Task input:

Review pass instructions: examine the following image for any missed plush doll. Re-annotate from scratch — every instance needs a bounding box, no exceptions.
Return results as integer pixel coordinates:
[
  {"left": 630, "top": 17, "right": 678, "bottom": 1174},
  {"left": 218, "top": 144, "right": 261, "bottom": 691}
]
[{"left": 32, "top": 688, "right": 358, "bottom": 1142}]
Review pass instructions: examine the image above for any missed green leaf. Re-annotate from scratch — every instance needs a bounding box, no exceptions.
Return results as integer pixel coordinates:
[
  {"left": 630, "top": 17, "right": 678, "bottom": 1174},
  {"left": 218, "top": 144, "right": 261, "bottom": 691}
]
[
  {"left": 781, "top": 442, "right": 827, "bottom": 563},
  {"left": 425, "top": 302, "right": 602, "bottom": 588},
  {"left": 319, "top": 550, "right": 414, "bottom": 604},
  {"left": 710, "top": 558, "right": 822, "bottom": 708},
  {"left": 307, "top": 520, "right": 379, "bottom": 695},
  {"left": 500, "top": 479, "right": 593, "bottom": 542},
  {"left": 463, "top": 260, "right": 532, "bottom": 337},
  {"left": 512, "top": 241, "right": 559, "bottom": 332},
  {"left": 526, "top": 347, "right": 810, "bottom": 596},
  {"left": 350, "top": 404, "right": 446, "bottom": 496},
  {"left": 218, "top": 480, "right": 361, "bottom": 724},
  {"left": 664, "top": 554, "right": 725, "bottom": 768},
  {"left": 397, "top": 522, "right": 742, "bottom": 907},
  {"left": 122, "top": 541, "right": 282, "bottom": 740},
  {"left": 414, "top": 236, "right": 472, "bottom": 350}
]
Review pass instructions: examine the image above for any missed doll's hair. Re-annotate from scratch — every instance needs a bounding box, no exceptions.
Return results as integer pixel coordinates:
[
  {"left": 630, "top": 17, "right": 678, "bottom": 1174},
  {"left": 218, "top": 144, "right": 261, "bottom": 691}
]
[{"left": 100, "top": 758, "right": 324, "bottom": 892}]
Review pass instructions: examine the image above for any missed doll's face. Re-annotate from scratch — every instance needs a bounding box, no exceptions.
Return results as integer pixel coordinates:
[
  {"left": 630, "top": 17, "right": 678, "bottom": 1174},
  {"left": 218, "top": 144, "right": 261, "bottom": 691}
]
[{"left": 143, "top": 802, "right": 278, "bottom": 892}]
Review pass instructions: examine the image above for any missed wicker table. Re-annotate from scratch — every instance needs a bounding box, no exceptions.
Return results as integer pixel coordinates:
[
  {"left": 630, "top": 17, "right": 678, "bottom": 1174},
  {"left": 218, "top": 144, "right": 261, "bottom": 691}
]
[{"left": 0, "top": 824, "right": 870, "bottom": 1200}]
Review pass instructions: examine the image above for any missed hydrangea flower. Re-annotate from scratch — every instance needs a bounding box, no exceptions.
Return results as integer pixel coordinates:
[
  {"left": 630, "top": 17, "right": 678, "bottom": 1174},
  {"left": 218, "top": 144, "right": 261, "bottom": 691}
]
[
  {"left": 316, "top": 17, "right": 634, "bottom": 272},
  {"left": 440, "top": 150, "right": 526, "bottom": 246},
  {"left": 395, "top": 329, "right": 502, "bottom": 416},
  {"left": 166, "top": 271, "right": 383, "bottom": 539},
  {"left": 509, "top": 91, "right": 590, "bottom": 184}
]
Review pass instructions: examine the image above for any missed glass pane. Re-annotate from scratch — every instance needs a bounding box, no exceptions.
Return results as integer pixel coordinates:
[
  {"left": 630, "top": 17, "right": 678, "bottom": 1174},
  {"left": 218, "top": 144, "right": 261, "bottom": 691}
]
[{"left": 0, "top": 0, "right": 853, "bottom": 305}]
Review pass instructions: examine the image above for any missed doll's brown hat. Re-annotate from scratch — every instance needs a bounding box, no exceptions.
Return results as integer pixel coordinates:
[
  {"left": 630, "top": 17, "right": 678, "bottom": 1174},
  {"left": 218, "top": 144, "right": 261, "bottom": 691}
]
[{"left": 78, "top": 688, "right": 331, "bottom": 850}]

Written problem: Reproduce every item above, replacing "Re-annotate from scratch" with "Redo the labeling entirely" wherever it occurs and leaving all other text unchanged.

Final result:
Review pass instructions: examine the following image for any missed plush doll. Redo the labeling entirely — every instance needs a bounding box, no exceptions.
Return results as integer pixel coordinates:
[
  {"left": 630, "top": 17, "right": 678, "bottom": 1174},
  {"left": 218, "top": 144, "right": 261, "bottom": 691}
]
[{"left": 32, "top": 688, "right": 358, "bottom": 1142}]
Review pass instructions: examine the image above for any missed green leaf. Redo the labeling entirely — every instance needs a bounding box, no exceptions.
Return results as integer pixel coordinates:
[
  {"left": 630, "top": 17, "right": 678, "bottom": 1174},
  {"left": 218, "top": 144, "right": 261, "bottom": 691}
]
[
  {"left": 781, "top": 442, "right": 827, "bottom": 563},
  {"left": 425, "top": 302, "right": 602, "bottom": 588},
  {"left": 319, "top": 550, "right": 414, "bottom": 604},
  {"left": 710, "top": 558, "right": 822, "bottom": 708},
  {"left": 307, "top": 520, "right": 379, "bottom": 695},
  {"left": 500, "top": 479, "right": 593, "bottom": 542},
  {"left": 463, "top": 260, "right": 532, "bottom": 337},
  {"left": 512, "top": 241, "right": 559, "bottom": 332},
  {"left": 526, "top": 347, "right": 810, "bottom": 596},
  {"left": 350, "top": 404, "right": 446, "bottom": 496},
  {"left": 218, "top": 480, "right": 361, "bottom": 724},
  {"left": 664, "top": 554, "right": 725, "bottom": 768},
  {"left": 397, "top": 522, "right": 742, "bottom": 907},
  {"left": 122, "top": 541, "right": 282, "bottom": 740},
  {"left": 414, "top": 236, "right": 472, "bottom": 350}
]
Review pass instructions: examine the image above for any missed doll's hair. Redo the labeling entirely — every instance needs a bounding box, no exceptions.
Return results as integer pixel coordinates:
[
  {"left": 630, "top": 17, "right": 678, "bottom": 1174},
  {"left": 218, "top": 144, "right": 261, "bottom": 691}
]
[{"left": 100, "top": 758, "right": 324, "bottom": 892}]
Review pass instructions: examine the image above for any missed doll's face. Redo the labeling entirely — every instance needs a bounding box, no exceptions.
Return results as integer pixel coordinates:
[
  {"left": 630, "top": 17, "right": 678, "bottom": 1174},
  {"left": 218, "top": 144, "right": 261, "bottom": 691}
]
[{"left": 143, "top": 802, "right": 278, "bottom": 892}]
Review pass instructions: examine the image above for any missed wicker table. Redo the labeling entirely — every instance needs a bounding box, no exceptions.
Return results as integer pixel coordinates:
[
  {"left": 630, "top": 17, "right": 678, "bottom": 1174},
  {"left": 218, "top": 144, "right": 261, "bottom": 691}
]
[{"left": 0, "top": 824, "right": 870, "bottom": 1200}]
Review pass instructions: examine the image above for any missed hydrangea flower. Redo the labeling entirely — every instance needs a bounding box, no exceptions.
Return results as integer pixel coordinates:
[
  {"left": 630, "top": 17, "right": 678, "bottom": 1174},
  {"left": 218, "top": 144, "right": 261, "bottom": 691}
]
[
  {"left": 316, "top": 17, "right": 634, "bottom": 272},
  {"left": 440, "top": 150, "right": 526, "bottom": 246},
  {"left": 395, "top": 329, "right": 502, "bottom": 416},
  {"left": 166, "top": 271, "right": 383, "bottom": 539},
  {"left": 509, "top": 91, "right": 590, "bottom": 184}
]
Review pass instructions: examine the image above for any missed glass pane. Redo the labeling entirely — every instance needs a bounding box, no exceptions.
Return results as integer pixel coordinates:
[
  {"left": 630, "top": 17, "right": 678, "bottom": 1174},
  {"left": 218, "top": 144, "right": 261, "bottom": 691}
]
[{"left": 0, "top": 0, "right": 853, "bottom": 305}]
Review pass instructions: examine the image above for any missed doll's brown hat. Redo the labeling entirely — every instance needs a bounding box, no exceptions.
Return results as integer pixel coordinates:
[
  {"left": 630, "top": 17, "right": 678, "bottom": 1174},
  {"left": 218, "top": 144, "right": 261, "bottom": 691}
]
[{"left": 78, "top": 688, "right": 331, "bottom": 850}]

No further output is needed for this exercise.